____ Source document
# NASA "Space Chimp" Pressure couch 1/12 for Atomic City Mercury



## jlwshere (Mar 30, 2007)

I am building my dad an Atomic City 1/12 Mercury and thought I would throw it out there if anyone knows anyone who may have the Chimp Pressure Couch in a CAD drawing that I could purchase and eventually get it "printed" on a 3D printer in 1/12 scale, unless someone already makes this in Resin.

My dad was on the team that trained Ham and Enos for their flights and also present when the couches were loaded in to the capsules so I think this will be the only way to build it for him. There is a paper model of the couch in 1/6 scale that I have looked at scaling down, but I am not a paper builder, and thought something more solid would be more appropriate.
________
Continue the forum thread about the Mercury chimp pressure couch, starting right after its last sentence. The rows have no connection to the forum thread about the Mercury chimp pressure couch.
____ Data lines
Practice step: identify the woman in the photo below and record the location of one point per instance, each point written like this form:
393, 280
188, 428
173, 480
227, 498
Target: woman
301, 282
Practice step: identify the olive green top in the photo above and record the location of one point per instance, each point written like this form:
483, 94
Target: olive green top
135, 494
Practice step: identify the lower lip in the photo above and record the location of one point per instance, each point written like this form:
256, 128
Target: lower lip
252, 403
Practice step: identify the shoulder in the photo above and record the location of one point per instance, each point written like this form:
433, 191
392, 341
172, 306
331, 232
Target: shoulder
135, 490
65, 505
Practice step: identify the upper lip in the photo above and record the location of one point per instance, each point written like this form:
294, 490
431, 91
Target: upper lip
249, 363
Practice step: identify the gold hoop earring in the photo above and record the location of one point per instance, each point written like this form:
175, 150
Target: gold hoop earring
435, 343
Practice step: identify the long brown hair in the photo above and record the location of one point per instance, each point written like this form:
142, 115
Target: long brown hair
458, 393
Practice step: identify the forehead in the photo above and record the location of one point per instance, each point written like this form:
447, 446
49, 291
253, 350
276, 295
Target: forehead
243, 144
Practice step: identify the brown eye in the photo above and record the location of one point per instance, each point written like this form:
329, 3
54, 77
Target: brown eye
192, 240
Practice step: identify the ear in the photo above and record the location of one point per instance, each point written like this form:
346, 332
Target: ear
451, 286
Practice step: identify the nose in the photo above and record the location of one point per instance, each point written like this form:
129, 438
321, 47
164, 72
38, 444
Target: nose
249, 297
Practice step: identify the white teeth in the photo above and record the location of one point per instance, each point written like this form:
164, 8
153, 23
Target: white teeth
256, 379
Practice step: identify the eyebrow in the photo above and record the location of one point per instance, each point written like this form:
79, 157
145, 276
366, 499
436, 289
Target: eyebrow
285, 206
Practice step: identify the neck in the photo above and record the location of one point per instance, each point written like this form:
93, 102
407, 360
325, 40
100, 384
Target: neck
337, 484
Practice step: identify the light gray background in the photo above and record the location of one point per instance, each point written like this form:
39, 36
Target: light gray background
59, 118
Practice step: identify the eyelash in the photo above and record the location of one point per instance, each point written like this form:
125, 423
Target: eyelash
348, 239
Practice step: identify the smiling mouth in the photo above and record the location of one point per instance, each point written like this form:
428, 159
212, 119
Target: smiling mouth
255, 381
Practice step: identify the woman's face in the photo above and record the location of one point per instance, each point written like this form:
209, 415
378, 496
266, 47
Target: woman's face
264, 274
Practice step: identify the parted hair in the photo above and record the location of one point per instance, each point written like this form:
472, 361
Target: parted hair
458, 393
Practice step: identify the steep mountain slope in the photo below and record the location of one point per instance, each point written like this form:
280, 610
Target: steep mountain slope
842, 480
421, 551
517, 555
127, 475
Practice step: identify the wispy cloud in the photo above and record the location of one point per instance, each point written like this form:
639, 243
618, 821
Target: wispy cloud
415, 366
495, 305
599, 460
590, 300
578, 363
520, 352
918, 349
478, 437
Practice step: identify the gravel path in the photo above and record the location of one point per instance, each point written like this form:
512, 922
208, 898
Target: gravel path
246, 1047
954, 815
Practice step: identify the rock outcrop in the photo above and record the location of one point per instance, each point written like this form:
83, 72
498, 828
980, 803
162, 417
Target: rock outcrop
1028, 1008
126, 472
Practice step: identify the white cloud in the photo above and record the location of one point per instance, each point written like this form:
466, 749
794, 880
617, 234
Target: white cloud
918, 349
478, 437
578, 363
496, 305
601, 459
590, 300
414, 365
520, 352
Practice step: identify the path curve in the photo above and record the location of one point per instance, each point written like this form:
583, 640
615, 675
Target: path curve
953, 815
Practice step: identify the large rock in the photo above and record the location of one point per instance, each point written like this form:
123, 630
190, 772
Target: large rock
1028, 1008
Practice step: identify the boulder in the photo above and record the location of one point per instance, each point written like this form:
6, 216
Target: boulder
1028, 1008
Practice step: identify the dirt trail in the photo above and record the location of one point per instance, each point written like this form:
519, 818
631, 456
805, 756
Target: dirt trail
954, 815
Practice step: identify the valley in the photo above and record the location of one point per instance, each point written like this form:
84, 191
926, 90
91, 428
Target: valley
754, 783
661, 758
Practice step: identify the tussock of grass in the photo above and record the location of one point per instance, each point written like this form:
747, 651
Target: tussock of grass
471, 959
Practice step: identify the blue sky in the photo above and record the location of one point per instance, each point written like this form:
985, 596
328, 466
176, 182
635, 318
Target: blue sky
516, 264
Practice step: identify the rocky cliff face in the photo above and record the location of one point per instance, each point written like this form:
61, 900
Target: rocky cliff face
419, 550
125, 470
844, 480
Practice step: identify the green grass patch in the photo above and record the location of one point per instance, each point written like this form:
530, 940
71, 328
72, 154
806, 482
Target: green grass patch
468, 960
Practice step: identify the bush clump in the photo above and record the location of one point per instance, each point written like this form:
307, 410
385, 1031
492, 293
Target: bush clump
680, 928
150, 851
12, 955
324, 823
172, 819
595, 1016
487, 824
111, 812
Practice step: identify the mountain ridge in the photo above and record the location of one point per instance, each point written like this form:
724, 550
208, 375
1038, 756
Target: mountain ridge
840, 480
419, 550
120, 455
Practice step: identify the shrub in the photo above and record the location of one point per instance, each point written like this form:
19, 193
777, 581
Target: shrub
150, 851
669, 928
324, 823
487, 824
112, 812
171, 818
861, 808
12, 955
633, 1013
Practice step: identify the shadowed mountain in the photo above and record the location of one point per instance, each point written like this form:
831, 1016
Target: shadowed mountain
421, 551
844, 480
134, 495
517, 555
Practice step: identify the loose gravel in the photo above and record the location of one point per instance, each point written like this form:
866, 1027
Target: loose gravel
________
Task response
Thanks for any suggetions!


----------



## Ductapeforever (Mar 6, 2008)

The link below is of a paper pattern of the chimp pressure couch . This should provide the information you seek. The pattern can be transfered to sheet styrene for something more substantial. Molds for casting can then be produced.

http://jleslie48.com/mercury_ham_monkey/Chimp Couch Instruction V1.pdf


----------



## jlwshere (Mar 30, 2007)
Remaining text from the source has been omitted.